→ **Text passage**
Work around for BN with small batch size

I have been trying to find a way to use a large batch size on limited GPU memory. Gradient accumulation is a good solution, and I am able to use a larger x2 or x4 batch size. See How to implement accumulated gradient? - #16 by sbelharbi

However, this is not true for BN as the mean and variance are still calculated for small batch size which can fit on the GPU, also pointed out by @ptrblck.

As a work around, I thought to implement a training setup that has two phases,

  • Phase One: a forward pass using a large batch (say 16), update the BN running mean/var as well as save the current mean/var from the batch of 16 images. Followed by clearing the gradients for the whole model (model.zero_grad()) | no backward pass.
  • Phase 2: splits the batch into two i.e. 2x 8 batch size, two accumulate gradients (backward pass), and a single optimization step. However, in this phase, the batch normalization does not update the running mean/var and also uses the mean/var for the batch size 16 that was saved in phase one.

However, this implementation results in much higher training loss, as well as lower validation metric (IOU).

The BN implementation

import torch
import torch.nn as nn

class CustomBatchNorm2d(nn.BatchNorm2d):
    def __init__(self, num_features, eps=1e-5, momentum=0.1,
                 affine=True, track_running_stats=True):
        super(CustomBatchNorm2d, self).__init__(
            num_features, eps, momentum, affine, track_running_stats)
        self.set_phase(phase=1)

        self.register_buffer('batch_mean', torch.zeros(num_features))
        self.register_buffer('batch_var', torch.ones(num_features))

    def set_phase(self, phase=1):
        self.phase = phase

    def end_cycle(self): # reset the current batch mean and variance
        self.batch_mean.zero_()
        self.batch_var.fill_(1)
        self.set_phase(phase =1)

    def forward(self, input):
        self._check_input_dim(input)

        exponential_average_factor = 0.0

        if self.training and self.track_running_stats:
            if self.phase == 1: #only update the running mean and var in phase one 
                if self.num_batches_tracked is not None:
                    self.num_batches_tracked += 1
                    if self.momentum is None:  # use cumulative moving average
                        exponential_average_factor = 1.0 / float(self.num_batches_tracked)
                    else:  # use exponential moving average
                        exponential_average_factor = self.momentum

        # calculate running estimates
        if self.training:
            mean = input.mean([0, 2, 3])

→ **Written problem 1**
In the batch norm forum post, shorten the paragraph that begins "I have been trying to find a way" and keep its main facts.
→ **Written problem 2**
According to the batch norm forum post, why doesn't gradient accumulation give batch normalization the benefit of a larger batch? Answer in one to three sentences.
The data that comes next has nothing to do with the batch norm forum post.

→ **Supplied entries**
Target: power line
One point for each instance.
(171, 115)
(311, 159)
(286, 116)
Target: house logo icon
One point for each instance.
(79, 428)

→ **Written answer 1**
The writer wanted a large batch size on limited GPU memory. Gradient accumulation works for this and allows a batch size two or four times larger. It is described in the thread "How to implement accumulated gradient? - #16 by sbelharbi".

→ **Written answer 2**
Batch normalization still computes its mean and variance over only the small batch that fits on the GPU. So even when gradients are accumulated across several small batches, the statistics come from each small batch rather than from the larger combined batch.